_Text provided:_
* * * * * * * * *

Research on risk assessment and testing for BRCA mutations has focused on short-term outcomes for highly selected women in referral centers. In order to determine the best approaches for population-based risk assessment and testing, more research is needed about mutation prevalence and effects on the general population as well as ethnicities or ancestries associated with BRCA mutations. Because risk assessment is primarily based on family history, more research is needed to better understand how women with an unknown family history should be assessed for BRCA mutation risk. Additional studies are needed, including comparative effectiveness trials, of approaches to risk screening and strategies to improve access to genetic counseling and BRCA testing for high-risk individuals.

It would be helpful to understand which methods of delivery of genetic counseling are most effective, including those that can increase access to genetic counseling in rural or other settings. Trials comparing types of providers and protocols could address these questions. What happens after patients are identified as high risk in clinical settings is unknown. The consequences of genetic testing for individuals and their relatives require more study. Well-designed investigations using standardized measures and diverse study populations are needed.

* * * * * * * * *

_Extracted entries:_
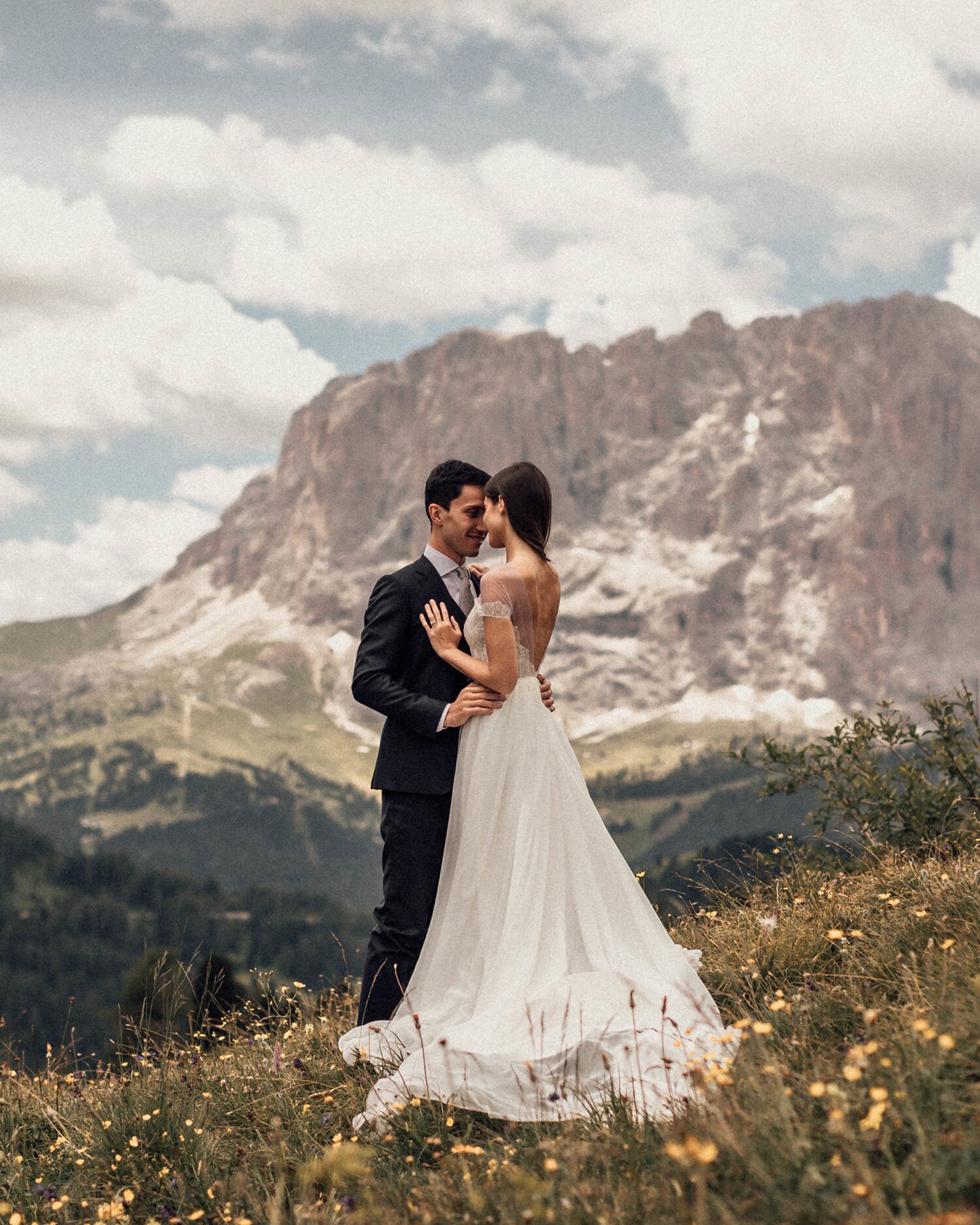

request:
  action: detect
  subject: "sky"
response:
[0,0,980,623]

* * * * * * * * *

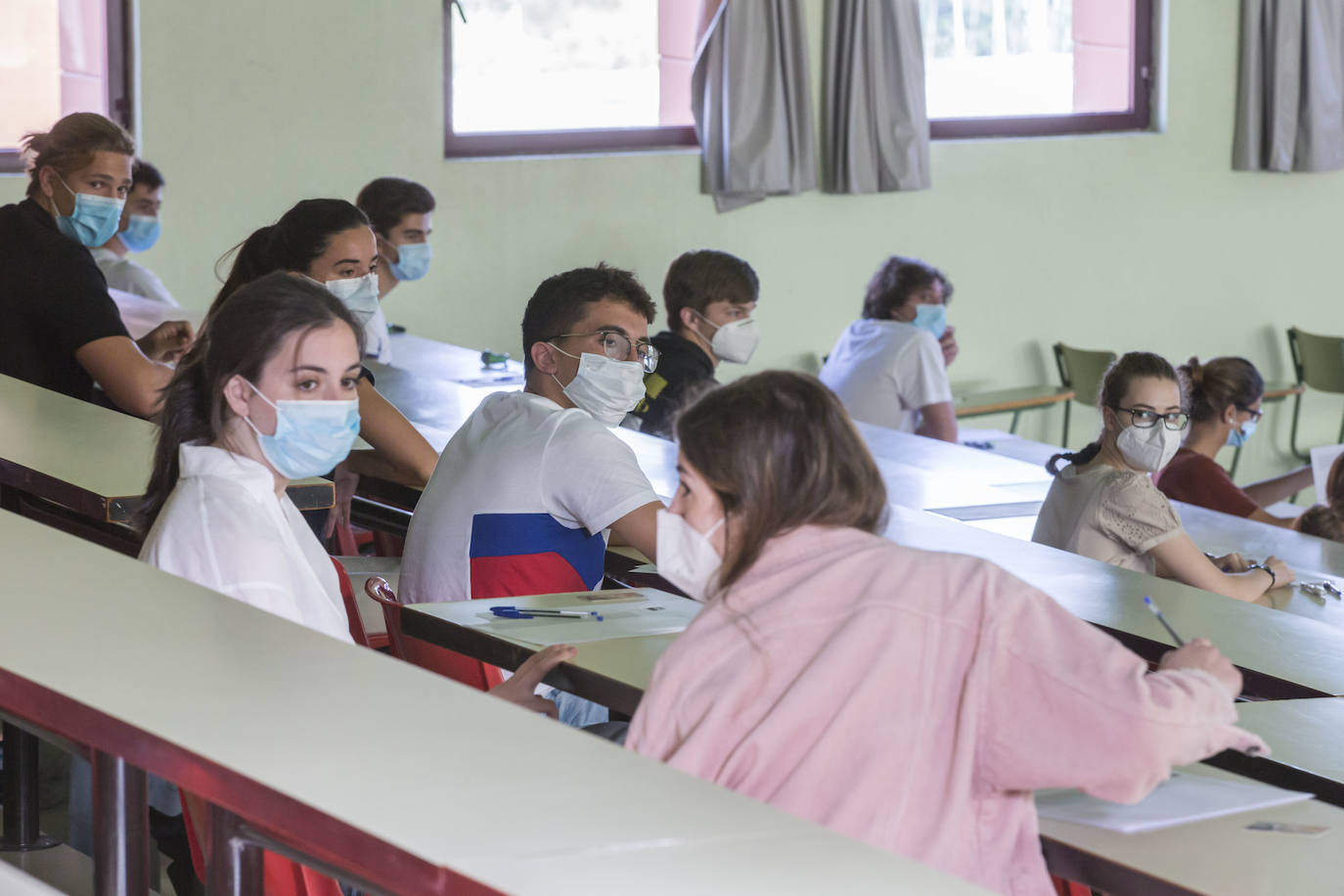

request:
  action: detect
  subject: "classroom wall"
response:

* * * * * * * * *

_Task item:_ Please list each thing the text on BRCA research says is needed or requires more study.

_Solution to this problem:_
- More research about mutation prevalence and effects on the general population, and on ethnicities or ancestries associated with BRCA mutations
- More research on how women with an unknown family history should be assessed for BRCA mutation risk
- Additional studies, including comparative effectiveness trials, of approaches to risk screening and strategies to improve access to genetic counseling and BRCA testing for high-risk individuals
- More study of the consequences of genetic testing for individuals and their relatives
- Well-designed investigations using standardized measures and diverse study populations